→ **REQUIRED WORK**
Without copying the images, write out all the entries below verbatim.

→ **DATA FOR THIS EXERCISE**
====

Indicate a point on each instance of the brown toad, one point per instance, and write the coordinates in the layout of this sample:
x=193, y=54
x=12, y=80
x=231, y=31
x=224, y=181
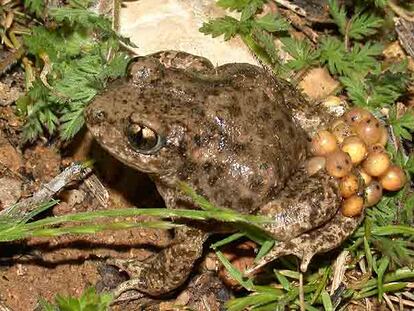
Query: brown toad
x=237, y=136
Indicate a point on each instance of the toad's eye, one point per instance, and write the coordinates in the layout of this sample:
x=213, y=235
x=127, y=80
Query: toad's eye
x=143, y=139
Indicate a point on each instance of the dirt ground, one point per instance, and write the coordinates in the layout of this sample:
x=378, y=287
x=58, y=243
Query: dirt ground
x=44, y=267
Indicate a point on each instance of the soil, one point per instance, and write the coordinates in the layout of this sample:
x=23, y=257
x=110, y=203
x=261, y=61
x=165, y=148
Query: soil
x=43, y=267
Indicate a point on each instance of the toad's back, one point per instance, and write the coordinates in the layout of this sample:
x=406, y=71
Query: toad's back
x=227, y=133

====

→ **EXERCISE OUTPUT**
Indicate a point on each instance of the brown toad, one point per instance, and write the coordinates in the layout of this sample:
x=193, y=54
x=12, y=80
x=231, y=31
x=224, y=181
Query: brown toad
x=237, y=136
Indicate a point on each instance of the toad's eye, one point per instance, and write the coordinates in the layout of this sample:
x=213, y=235
x=127, y=80
Query: toad's eye
x=143, y=139
Indicate a point on each instance of the dirt ground, one point per instance, and write the coordinates in the layout of this sample:
x=378, y=287
x=58, y=243
Query: dirt ground
x=44, y=267
Indicate a point on each instance of the soil, one point per instance, and write the coordinates in the layout of this sample:
x=23, y=257
x=110, y=203
x=261, y=61
x=165, y=148
Query: soil
x=43, y=267
Indicate a point on each instance of the toad's back, one point per instance, and write the coordinates in the layout of this sample:
x=406, y=71
Query: toad's back
x=227, y=133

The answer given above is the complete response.